** start **

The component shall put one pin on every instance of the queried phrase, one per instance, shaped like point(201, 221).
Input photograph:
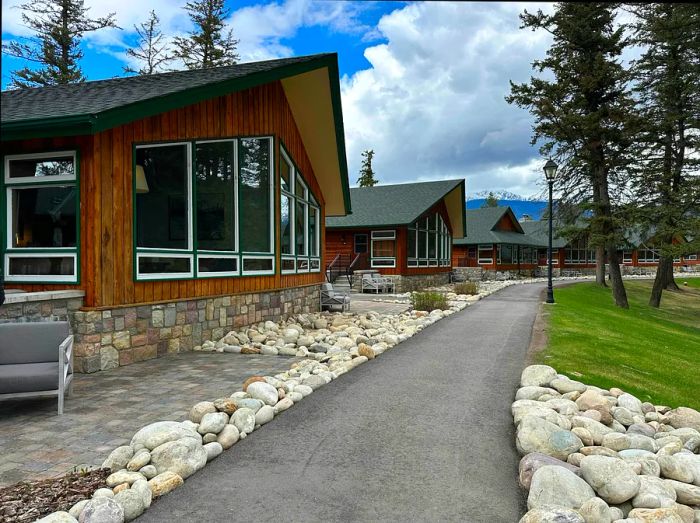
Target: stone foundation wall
point(60, 309)
point(109, 338)
point(417, 282)
point(112, 338)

** end **

▶ TASK DIRECTIONS: Please copy all of the data above word for word, leaving out the pictures.

▶ FULL RESPONSE:
The component shall put one pin on every instance of the queried phrase, one per instance, shaped like point(201, 221).
Input photograph:
Target: stone foundation wall
point(60, 309)
point(109, 338)
point(417, 282)
point(112, 338)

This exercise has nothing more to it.